:: Document extract ::

Can't go into as much detail as you. But a couple comments.

"primary key unique" is redundant, and will actually create a redundant unique 
index.

"Do later version of SQLite manage to spot the constant propagation 
opportunity?"
This requires way more algebra and proof than I think you realize. "entrys" is 
on the right side of a LEFT OUTER JOIN, and therefore may be null when it comes 
time to do the next OUTER JOIN to "entry-items", so a direct replacement of an 
"equals" constraint isn't possible. And after that it again starts becoming 
algebra as to whether that null can affect things etc.

For the ordering, I recommend seeing if you can replace one of those "entrys" 
indexes so that they start with "key" as the first field in the index. That 
would at least give it more opportunity to use that index for the ordering 
rather than needing to order things after they're all collected. That and 
explicitly stating the order by in _both_ the sub select and the final might 
make it notice "I can use this _ordered_ sub select as the outer table in the 
joins and get my overall ordering that way"... or it may not. Worth a try 
though.

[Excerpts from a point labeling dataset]
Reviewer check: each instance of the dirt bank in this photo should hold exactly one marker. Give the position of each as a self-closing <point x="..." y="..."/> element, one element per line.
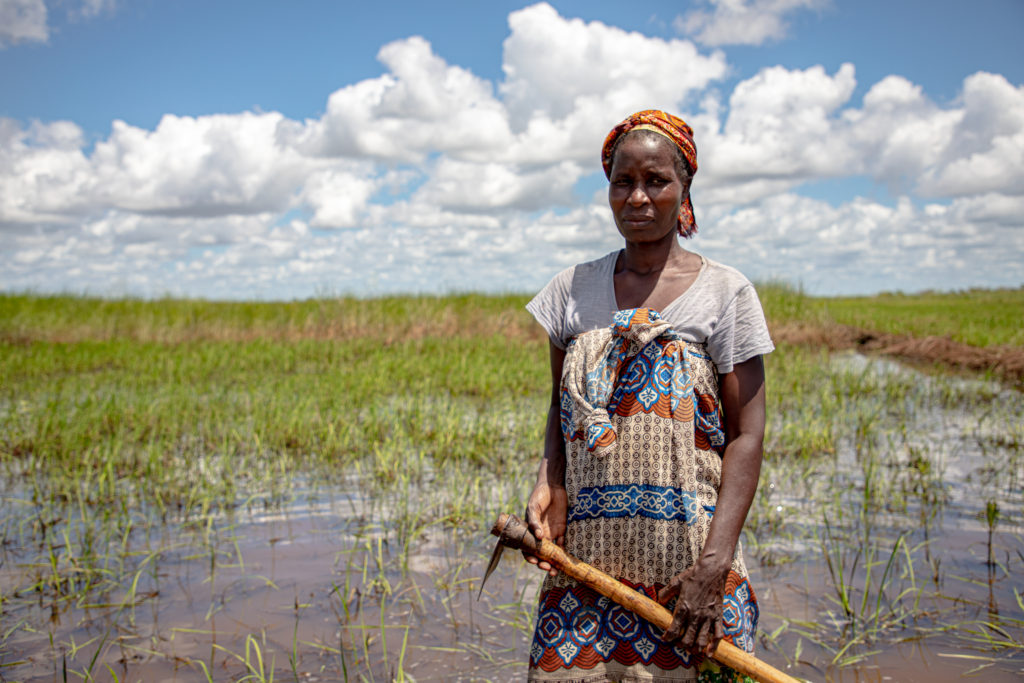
<point x="1004" y="361"/>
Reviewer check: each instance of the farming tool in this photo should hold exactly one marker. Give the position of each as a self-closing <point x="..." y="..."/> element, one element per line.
<point x="513" y="532"/>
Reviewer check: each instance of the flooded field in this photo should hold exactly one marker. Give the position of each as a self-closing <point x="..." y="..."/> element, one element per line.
<point x="182" y="516"/>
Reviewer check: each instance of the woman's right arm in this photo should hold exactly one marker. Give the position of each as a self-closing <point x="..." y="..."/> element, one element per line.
<point x="548" y="506"/>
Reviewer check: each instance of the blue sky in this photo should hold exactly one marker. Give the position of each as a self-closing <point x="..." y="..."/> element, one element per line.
<point x="189" y="148"/>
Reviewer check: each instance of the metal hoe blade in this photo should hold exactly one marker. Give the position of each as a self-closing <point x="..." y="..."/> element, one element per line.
<point x="495" y="559"/>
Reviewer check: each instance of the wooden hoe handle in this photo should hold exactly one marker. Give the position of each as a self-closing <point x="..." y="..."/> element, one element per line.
<point x="511" y="531"/>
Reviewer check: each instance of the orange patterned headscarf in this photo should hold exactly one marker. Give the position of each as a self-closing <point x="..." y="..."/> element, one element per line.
<point x="678" y="132"/>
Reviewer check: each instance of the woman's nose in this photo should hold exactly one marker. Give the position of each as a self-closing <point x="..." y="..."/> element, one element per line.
<point x="638" y="196"/>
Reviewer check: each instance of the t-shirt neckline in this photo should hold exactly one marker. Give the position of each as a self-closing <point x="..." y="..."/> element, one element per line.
<point x="613" y="256"/>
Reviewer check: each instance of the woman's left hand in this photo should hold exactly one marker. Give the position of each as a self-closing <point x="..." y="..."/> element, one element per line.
<point x="697" y="615"/>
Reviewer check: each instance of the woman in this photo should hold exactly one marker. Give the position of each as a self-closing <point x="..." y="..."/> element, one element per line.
<point x="654" y="432"/>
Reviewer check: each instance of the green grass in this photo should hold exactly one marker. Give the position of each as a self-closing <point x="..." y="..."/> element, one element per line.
<point x="978" y="317"/>
<point x="122" y="419"/>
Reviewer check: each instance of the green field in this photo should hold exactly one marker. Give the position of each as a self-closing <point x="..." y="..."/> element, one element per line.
<point x="139" y="438"/>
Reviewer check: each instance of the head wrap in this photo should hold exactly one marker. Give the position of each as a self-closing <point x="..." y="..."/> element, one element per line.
<point x="678" y="132"/>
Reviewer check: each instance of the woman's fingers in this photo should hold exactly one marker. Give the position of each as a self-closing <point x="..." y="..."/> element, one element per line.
<point x="704" y="637"/>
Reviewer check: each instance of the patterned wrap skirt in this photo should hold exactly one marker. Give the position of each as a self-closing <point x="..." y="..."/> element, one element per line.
<point x="644" y="440"/>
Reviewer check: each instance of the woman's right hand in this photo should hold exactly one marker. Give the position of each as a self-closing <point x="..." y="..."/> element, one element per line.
<point x="546" y="515"/>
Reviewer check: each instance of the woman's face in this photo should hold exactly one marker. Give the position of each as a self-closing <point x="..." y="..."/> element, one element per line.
<point x="644" y="188"/>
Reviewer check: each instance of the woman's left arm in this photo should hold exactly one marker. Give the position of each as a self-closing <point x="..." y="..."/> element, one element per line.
<point x="700" y="589"/>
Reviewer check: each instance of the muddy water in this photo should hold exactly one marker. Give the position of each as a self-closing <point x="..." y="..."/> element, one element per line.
<point x="328" y="586"/>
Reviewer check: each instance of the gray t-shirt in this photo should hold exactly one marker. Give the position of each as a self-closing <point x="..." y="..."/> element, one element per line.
<point x="720" y="308"/>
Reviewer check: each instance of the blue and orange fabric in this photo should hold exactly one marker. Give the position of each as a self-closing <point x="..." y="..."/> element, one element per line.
<point x="672" y="127"/>
<point x="644" y="441"/>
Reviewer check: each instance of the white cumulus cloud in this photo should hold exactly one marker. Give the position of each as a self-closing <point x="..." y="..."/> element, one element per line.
<point x="23" y="20"/>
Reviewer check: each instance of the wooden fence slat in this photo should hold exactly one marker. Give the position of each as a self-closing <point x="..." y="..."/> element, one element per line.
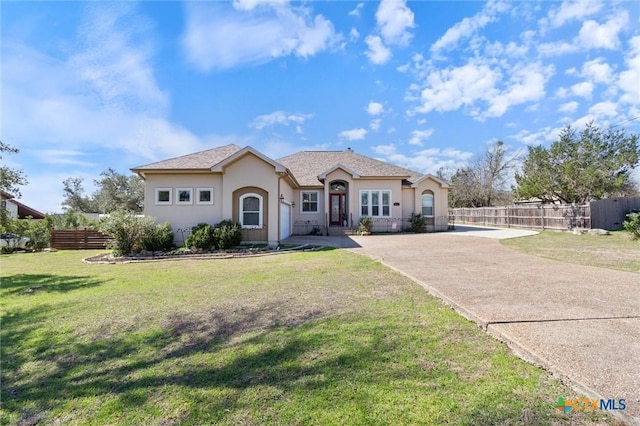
<point x="78" y="239"/>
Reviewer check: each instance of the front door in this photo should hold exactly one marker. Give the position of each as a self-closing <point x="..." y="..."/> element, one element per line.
<point x="337" y="209"/>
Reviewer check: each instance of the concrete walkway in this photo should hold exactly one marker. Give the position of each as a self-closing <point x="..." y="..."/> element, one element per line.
<point x="581" y="323"/>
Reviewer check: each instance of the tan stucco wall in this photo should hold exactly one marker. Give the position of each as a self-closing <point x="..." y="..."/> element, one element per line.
<point x="251" y="171"/>
<point x="184" y="216"/>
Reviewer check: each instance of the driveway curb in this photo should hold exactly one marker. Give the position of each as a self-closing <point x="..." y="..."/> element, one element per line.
<point x="521" y="351"/>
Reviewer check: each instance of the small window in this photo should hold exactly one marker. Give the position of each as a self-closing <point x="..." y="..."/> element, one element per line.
<point x="251" y="211"/>
<point x="427" y="205"/>
<point x="375" y="203"/>
<point x="163" y="196"/>
<point x="310" y="202"/>
<point x="184" y="196"/>
<point x="204" y="196"/>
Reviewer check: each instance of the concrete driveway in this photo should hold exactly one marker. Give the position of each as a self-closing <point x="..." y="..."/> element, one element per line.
<point x="582" y="323"/>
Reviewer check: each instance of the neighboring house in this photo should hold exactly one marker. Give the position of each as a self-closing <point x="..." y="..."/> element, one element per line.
<point x="308" y="192"/>
<point x="18" y="210"/>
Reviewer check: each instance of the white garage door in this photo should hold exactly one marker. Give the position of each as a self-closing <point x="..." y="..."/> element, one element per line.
<point x="285" y="221"/>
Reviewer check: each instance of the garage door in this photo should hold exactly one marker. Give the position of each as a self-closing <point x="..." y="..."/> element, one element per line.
<point x="285" y="221"/>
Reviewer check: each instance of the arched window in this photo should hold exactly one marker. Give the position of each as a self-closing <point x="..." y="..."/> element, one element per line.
<point x="427" y="204"/>
<point x="251" y="210"/>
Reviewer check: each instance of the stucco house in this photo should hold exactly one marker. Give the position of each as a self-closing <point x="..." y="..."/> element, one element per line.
<point x="322" y="192"/>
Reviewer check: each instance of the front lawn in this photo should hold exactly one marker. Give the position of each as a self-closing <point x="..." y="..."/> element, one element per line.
<point x="615" y="251"/>
<point x="326" y="337"/>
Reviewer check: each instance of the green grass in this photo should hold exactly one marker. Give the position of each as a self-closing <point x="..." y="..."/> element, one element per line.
<point x="324" y="337"/>
<point x="615" y="251"/>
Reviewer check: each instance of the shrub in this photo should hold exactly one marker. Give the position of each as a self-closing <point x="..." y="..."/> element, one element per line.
<point x="632" y="225"/>
<point x="227" y="234"/>
<point x="418" y="222"/>
<point x="128" y="231"/>
<point x="158" y="238"/>
<point x="201" y="237"/>
<point x="365" y="225"/>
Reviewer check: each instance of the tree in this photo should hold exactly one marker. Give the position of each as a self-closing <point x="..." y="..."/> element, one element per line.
<point x="118" y="191"/>
<point x="576" y="168"/>
<point x="115" y="191"/>
<point x="75" y="198"/>
<point x="483" y="182"/>
<point x="10" y="179"/>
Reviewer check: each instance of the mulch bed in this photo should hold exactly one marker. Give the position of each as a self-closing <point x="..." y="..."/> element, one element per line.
<point x="229" y="254"/>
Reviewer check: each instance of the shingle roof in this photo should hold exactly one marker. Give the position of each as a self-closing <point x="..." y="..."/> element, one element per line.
<point x="307" y="165"/>
<point x="199" y="160"/>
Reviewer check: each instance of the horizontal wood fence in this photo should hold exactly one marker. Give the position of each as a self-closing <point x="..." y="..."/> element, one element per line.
<point x="78" y="239"/>
<point x="611" y="213"/>
<point x="552" y="217"/>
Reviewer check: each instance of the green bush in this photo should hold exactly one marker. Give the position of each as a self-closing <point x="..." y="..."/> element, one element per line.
<point x="128" y="231"/>
<point x="632" y="225"/>
<point x="39" y="233"/>
<point x="365" y="225"/>
<point x="224" y="235"/>
<point x="158" y="238"/>
<point x="201" y="237"/>
<point x="227" y="234"/>
<point x="418" y="223"/>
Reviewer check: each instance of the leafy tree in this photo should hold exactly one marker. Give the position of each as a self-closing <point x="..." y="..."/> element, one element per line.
<point x="115" y="191"/>
<point x="483" y="182"/>
<point x="75" y="198"/>
<point x="576" y="168"/>
<point x="10" y="179"/>
<point x="119" y="191"/>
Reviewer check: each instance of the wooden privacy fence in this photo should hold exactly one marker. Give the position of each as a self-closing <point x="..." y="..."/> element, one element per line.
<point x="552" y="217"/>
<point x="611" y="213"/>
<point x="78" y="239"/>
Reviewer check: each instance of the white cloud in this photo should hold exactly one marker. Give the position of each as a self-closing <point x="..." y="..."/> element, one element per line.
<point x="629" y="78"/>
<point x="598" y="71"/>
<point x="469" y="26"/>
<point x="219" y="37"/>
<point x="604" y="109"/>
<point x="583" y="89"/>
<point x="104" y="94"/>
<point x="394" y="18"/>
<point x="375" y="108"/>
<point x="451" y="88"/>
<point x="377" y="53"/>
<point x="280" y="118"/>
<point x="571" y="10"/>
<point x="353" y="134"/>
<point x="357" y="10"/>
<point x="569" y="107"/>
<point x="603" y="36"/>
<point x="426" y="160"/>
<point x="418" y="136"/>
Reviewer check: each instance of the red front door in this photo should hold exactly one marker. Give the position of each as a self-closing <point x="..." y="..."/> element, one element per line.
<point x="337" y="209"/>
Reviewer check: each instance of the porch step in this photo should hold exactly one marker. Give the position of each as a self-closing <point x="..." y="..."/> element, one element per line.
<point x="337" y="231"/>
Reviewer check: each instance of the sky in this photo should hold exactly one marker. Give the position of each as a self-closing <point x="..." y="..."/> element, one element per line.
<point x="427" y="85"/>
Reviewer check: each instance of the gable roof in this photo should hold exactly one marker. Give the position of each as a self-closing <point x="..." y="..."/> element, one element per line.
<point x="308" y="166"/>
<point x="203" y="160"/>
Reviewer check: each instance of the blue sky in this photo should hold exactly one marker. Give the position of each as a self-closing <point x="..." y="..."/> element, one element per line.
<point x="426" y="84"/>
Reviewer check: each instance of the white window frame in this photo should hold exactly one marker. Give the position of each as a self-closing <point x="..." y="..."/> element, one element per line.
<point x="317" y="210"/>
<point x="369" y="205"/>
<point x="433" y="204"/>
<point x="260" y="211"/>
<point x="200" y="190"/>
<point x="164" y="203"/>
<point x="184" y="203"/>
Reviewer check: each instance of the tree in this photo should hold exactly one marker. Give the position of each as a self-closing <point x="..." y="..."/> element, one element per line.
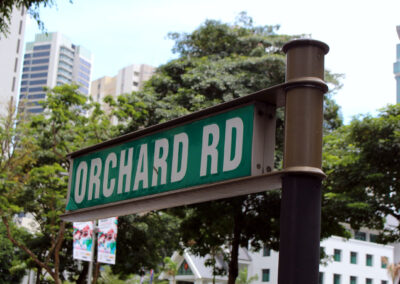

:: Objective ::
Please rewrite the SQLite forum reply starting with "This requires way" and going on through "affect things etc.", substituting "math" for each "algebra". Rely solely on the SQLite forum reply.

:: Written reply ::
This requires way more math and proof than I think you realize. "entrys" is 
on the right side of a LEFT OUTER JOIN, and therefore may be null when it comes 
time to do the next OUTER JOIN to "entry-items", so a direct replacement of an 
"equals" constraint isn't possible. And after that it again starts becoming 
math as to whether that null can affect things etc.